_BRIEF_: Your task is to give the number of lines below that contain "photo". Give no other text.

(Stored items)
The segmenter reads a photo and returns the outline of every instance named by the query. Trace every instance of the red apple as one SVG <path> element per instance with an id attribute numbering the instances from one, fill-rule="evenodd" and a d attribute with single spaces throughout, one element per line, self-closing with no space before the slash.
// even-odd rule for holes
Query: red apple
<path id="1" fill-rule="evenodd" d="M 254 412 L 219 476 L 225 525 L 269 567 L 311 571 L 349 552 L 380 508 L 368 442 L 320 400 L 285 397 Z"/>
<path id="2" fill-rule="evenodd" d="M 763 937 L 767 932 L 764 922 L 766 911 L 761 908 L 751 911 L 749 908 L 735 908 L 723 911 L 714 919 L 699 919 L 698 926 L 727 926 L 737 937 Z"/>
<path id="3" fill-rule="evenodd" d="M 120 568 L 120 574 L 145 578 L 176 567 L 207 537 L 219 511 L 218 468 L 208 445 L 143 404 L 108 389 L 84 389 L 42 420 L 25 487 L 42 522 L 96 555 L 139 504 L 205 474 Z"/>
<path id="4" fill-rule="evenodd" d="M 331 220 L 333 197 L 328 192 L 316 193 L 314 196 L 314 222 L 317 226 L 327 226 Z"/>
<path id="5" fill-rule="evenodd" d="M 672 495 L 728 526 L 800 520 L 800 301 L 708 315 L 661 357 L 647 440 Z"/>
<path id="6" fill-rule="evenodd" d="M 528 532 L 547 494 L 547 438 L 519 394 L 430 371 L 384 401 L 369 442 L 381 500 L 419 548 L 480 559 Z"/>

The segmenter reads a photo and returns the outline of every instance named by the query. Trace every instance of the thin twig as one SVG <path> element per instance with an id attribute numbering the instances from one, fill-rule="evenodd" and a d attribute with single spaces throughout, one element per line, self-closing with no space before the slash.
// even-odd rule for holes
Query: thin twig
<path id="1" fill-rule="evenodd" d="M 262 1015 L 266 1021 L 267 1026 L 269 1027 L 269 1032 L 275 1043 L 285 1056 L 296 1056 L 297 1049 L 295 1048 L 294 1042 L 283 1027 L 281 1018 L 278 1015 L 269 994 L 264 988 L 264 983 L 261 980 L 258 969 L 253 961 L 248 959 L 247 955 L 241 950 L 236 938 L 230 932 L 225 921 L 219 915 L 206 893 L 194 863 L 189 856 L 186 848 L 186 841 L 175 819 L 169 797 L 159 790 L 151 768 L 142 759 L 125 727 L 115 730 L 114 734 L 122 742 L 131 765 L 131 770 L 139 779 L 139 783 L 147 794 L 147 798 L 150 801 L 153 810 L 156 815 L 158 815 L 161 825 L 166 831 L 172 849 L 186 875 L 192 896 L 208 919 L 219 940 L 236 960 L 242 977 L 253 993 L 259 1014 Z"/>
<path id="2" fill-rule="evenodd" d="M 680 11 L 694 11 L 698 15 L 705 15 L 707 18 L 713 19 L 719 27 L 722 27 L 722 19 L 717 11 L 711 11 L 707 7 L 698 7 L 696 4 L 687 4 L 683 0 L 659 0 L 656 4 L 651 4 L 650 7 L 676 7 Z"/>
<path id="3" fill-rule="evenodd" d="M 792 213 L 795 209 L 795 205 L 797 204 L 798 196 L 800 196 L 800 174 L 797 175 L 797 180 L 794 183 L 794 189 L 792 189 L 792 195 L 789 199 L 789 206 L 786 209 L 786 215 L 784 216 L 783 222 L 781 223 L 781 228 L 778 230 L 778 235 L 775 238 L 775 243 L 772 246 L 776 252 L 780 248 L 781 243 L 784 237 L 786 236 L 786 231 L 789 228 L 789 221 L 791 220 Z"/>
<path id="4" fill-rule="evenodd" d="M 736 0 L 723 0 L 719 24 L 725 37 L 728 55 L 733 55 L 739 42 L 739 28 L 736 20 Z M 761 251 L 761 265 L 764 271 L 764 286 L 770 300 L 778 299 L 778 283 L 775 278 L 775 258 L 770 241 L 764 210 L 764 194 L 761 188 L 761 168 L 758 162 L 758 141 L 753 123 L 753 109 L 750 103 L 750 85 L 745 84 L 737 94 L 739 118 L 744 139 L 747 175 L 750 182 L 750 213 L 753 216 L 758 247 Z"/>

_RESPONSE_: 2